**Instructions to follow:** Edit the article on diet and food preferences from "It involves glucocorticoids" up to and including "Rockwell ] Parker." by changing "taste cells" to "gustatory cells" throughout, and give that part again.

**Selected excerpt:**
..............................

If healthy eating is the norm for you, junk food – starchy, sugary, simple carb foods – likely has little appeal. In fact, eating it can probably make you feel really sick, really fast.
On the other hand, those who tend to eat mostly hyper-processed foods may find it hard to imagine any pleasure or satisfaction in eating lots of veg, lean meats, whole grains and other less processed fare.
We know this, of course, from experience, but research published recently in Frontiers in Psychology shows just how drastically dietary preferences can shift.
For the study, healthy rats raised on a healthy diet were switched for two weeks to a a diet
that included daily access to cafeteria foods, including pie, dumplings, cookies, and cake – with 150% more calories – the rats’ weight increased by 10% and their behavior changed dramatically. They became indifferent in their food choices and no longer avoided the sound advertising the overfamiliar taste. This indicated that they had lost their natural preference for novelty. The change even lasted for some time after the rats returned to a healthy diet.
The authors speculate that the diet changed the reward circuits of the rats’ brains, impairing decision-making – and that the same may hold true for other mammals, including humans.
But this isn’t the only dynamic that can drive food choices. Another recent study – published in Neuroscience Letters – suggests at least one physical way in which stress may push us toward unhealthy eating.
It involves glucocorticoids – hormones released when we’re stressed, some of which heighten the stress response and some which counteract it. They work by activating specialized receptors inside your body’s cells, including the oral taste cells for sweet, bitter and umami.
Comparing stressed and unstressed mice, the researchers found that the stressed mice had 77% more glucocorticoid (GC) receptors within their taste cells.
The results suggest that sweet taste perception and intake, which are known to be altered by stress, may be specifically affected via secretion of GCs and subsequent activation of GC receptors in taste cells.
“Taste provides one of our initial evaluations of potential foods. If this sense can be directly affected by stress-related hormonal changes, our food interaction will likewise be altered,” said [lead author M. Rockwell ] Parker.
Senior author Robert Margolskee added that because these receptors are found throughout the body, there may be other implications, as well – for instance, receptors in the pancreas further increasing sugar cravings.
Nor is it just humans whose dietary habits may be affected by other conditions. A study just published in mBio looked specifically at the bacteria involved in periodontal (gum) disease. What the researchers found is that those microbes behave a lot differently when you’re healthy than when you’re ill.

..............................

**Information given:**
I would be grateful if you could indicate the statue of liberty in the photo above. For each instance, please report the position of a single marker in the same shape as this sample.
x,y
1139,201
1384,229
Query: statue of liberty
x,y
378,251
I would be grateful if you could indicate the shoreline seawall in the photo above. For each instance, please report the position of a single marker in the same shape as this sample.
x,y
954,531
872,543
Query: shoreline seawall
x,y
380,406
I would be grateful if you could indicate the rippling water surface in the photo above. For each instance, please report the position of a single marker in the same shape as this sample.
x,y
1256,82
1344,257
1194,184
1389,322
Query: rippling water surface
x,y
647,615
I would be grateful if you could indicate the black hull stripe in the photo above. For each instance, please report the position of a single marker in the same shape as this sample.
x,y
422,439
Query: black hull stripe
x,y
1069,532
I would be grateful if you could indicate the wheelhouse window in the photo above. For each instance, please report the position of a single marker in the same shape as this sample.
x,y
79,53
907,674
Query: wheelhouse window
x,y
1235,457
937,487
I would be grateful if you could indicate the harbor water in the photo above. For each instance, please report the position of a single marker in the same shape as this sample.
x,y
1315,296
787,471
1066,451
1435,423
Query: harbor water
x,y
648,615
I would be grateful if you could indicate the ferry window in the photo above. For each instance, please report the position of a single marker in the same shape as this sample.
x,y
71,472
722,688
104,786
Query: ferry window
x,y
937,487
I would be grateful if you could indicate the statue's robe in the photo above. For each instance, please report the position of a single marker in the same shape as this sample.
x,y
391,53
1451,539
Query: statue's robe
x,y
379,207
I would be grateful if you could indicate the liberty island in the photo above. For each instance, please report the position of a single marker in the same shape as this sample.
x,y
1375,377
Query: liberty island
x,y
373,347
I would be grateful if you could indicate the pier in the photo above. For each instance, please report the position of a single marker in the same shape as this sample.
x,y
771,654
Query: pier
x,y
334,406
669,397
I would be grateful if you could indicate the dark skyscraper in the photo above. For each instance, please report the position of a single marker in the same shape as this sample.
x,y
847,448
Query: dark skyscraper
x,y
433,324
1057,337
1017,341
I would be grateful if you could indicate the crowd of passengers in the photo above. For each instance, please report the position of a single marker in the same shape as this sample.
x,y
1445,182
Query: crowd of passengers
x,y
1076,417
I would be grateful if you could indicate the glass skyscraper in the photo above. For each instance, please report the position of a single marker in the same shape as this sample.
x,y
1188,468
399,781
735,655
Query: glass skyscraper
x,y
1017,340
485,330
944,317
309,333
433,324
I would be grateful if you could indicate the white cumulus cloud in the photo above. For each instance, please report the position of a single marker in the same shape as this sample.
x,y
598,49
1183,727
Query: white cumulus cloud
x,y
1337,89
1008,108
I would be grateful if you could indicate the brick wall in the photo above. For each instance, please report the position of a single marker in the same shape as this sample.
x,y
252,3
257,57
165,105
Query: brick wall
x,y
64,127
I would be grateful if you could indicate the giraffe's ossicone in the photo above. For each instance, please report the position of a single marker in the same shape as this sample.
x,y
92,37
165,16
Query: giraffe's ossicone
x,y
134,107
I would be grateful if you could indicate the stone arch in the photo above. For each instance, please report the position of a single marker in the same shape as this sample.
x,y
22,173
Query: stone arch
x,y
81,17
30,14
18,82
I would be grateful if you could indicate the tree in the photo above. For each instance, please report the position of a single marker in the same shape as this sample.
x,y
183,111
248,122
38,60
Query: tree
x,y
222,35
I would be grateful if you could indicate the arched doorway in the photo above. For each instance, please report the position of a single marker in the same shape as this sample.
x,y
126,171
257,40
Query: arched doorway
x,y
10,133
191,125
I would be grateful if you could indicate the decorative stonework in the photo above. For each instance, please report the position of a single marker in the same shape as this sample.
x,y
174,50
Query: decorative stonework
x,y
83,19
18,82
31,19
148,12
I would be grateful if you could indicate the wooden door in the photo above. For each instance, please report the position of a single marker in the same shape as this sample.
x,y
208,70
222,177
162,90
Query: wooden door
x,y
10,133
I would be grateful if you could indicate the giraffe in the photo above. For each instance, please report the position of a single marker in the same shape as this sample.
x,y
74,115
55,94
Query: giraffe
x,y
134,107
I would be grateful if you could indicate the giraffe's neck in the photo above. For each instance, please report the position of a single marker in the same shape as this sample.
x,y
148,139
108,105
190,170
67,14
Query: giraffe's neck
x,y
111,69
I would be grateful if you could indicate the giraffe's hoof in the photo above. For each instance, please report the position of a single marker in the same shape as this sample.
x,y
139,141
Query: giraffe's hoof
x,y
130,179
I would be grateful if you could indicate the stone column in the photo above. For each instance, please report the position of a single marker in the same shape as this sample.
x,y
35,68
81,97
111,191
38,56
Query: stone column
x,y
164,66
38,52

..............................

**Answer for this exercise:**
It involves glucocorticoids – hormones released when we’re stressed, some of which heighten the stress response and some which counteract it. They work by activating specialized receptors inside your body’s cells, including the oral gustatory cells for sweet, bitter and umami.
Comparing stressed and unstressed mice, the researchers found that the stressed mice had 77% more glucocorticoid (GC) receptors within their gustatory cells.
The results suggest that sweet taste perception and intake, which are known to be altered by stress, may be specifically affected via secretion of GCs and subsequent activation of GC receptors in gustatory cells.
“Taste provides one of our initial evaluations of potential foods. If this sense can be directly affected by stress-related hormonal changes, our food interaction will likewise be altered,” said [lead author M. Rockwell ] Parker.